Problem statement:
From the sermon excerpt below, reproduce word for word the passage starting with "Sometimes, when the" and going on through "by the elite.".

Text:

Now, before I go further,
some of you may be skeptical about my one-word sermon title.
I know my spell-checker didn’t like it.
Because I completely made up the word.
Sometimes, when the right word doesn’t exist,
you just have to create one.

You’ve heard of other “ocracies.”
The Latin ending, C-R-A-C-Y, means “rule.”
A democracy is rule by the people.
An aristocracy is rule by the elite.
An autocracy is rule by a self-absorbed dictator.
A plutocracy is rule by those with wealth.
A bureaucracy is rule by a bureau, or office, or agency.
A theocracy is rule by a divine being.

So, naturally, an insecuritocracy
is when someone rules by their own insecurities.

That’s my new word. Start using it.
Spread it around on the internet.
Google will learn it.
The Oxford English Dictionary will pick it up,
and I will be remembered and significant!
I will have left a linguistic legacy.
Now, what I just did, was demonstrate
the anxious mindset of an insecuritocracy,
the fear of being insignificant, or of being forgotten,
or of losing power and influence.

Information supplied:

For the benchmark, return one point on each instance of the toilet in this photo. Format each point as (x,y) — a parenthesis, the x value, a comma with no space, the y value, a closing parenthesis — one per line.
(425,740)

Finished task:
Sometimes, when the right word doesn’t exist,
you just have to create one.

You’ve heard of other “ocracies.”
The Latin ending, C-R-A-C-Y, means “rule.”
A democracy is rule by the people.
An aristocracy is rule by the elite.